| How to complete this task |
Go through the material below and copy all lines with "pendant".

*** Opening of Exercise input ***

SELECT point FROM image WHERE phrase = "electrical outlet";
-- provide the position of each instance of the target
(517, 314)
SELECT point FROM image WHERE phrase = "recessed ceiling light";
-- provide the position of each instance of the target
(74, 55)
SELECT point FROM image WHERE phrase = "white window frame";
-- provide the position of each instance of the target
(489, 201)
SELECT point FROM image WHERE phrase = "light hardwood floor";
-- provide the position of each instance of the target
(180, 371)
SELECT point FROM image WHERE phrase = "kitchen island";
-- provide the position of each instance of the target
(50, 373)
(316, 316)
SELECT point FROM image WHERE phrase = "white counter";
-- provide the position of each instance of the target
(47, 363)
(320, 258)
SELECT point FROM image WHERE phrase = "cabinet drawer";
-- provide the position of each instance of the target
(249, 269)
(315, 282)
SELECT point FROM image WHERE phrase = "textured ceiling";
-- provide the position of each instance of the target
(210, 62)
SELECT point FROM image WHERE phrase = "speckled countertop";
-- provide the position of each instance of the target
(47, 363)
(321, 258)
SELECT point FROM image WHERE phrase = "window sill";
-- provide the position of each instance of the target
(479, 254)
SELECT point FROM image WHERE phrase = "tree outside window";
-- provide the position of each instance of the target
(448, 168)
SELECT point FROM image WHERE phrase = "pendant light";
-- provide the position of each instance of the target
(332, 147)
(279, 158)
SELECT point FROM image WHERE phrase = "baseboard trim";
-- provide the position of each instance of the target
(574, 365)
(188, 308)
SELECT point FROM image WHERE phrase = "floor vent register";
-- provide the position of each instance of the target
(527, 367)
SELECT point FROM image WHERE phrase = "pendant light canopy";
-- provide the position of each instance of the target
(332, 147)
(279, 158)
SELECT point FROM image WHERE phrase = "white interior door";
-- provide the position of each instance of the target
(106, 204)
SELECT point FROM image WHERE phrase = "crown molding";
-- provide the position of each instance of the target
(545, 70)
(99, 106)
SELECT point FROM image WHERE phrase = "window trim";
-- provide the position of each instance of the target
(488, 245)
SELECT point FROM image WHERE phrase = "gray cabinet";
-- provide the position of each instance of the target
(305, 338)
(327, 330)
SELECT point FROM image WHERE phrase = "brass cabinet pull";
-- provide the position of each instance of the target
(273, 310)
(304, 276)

*** Close of Exercise input ***
*** Opening of Exercise input ***

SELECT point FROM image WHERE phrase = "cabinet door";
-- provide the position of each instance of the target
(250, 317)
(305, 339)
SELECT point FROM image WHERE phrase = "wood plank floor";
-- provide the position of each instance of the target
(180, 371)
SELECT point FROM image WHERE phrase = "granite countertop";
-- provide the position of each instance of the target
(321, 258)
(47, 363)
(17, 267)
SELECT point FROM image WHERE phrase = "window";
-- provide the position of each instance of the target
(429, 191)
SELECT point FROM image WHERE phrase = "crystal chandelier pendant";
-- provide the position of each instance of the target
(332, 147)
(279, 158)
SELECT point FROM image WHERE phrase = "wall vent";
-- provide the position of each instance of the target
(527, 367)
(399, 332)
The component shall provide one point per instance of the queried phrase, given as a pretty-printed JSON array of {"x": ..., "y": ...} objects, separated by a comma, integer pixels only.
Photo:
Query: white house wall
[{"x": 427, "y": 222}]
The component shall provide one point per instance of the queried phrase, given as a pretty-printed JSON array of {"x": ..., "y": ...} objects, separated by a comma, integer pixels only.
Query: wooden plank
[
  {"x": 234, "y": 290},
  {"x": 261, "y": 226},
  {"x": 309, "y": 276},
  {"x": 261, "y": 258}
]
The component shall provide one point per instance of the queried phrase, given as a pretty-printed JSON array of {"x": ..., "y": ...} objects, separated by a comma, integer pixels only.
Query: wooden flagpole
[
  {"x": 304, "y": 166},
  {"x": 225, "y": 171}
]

*** Close of Exercise input ***
*** Opening of Exercise input ***

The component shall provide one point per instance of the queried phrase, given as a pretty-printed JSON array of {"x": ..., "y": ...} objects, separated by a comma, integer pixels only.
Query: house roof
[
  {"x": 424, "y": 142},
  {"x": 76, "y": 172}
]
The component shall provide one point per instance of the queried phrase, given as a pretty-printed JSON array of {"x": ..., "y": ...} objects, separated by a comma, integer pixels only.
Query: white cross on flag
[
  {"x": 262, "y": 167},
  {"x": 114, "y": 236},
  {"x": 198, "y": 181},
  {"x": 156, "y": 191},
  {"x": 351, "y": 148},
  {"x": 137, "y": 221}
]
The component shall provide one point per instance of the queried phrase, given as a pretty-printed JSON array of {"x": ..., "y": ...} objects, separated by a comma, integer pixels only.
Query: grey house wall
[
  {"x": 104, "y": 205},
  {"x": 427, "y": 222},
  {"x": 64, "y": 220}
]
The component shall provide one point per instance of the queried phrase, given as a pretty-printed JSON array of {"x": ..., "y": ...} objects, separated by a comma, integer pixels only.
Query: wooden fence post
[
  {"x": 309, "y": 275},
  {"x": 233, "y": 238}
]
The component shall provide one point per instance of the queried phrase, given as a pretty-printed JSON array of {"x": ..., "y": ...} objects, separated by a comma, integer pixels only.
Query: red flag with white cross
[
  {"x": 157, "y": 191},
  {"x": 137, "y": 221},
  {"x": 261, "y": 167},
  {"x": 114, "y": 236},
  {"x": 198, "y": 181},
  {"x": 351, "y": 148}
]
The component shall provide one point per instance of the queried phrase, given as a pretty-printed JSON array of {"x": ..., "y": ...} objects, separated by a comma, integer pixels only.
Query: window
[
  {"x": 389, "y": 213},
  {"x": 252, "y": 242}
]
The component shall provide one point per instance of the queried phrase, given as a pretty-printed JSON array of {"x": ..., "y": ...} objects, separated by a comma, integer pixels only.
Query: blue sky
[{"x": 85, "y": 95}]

*** Close of Exercise input ***

| Answer section |
SELECT point FROM image WHERE phrase = "pendant light";
SELECT point FROM image WHERE phrase = "pendant light canopy";
SELECT point FROM image WHERE phrase = "crystal chandelier pendant";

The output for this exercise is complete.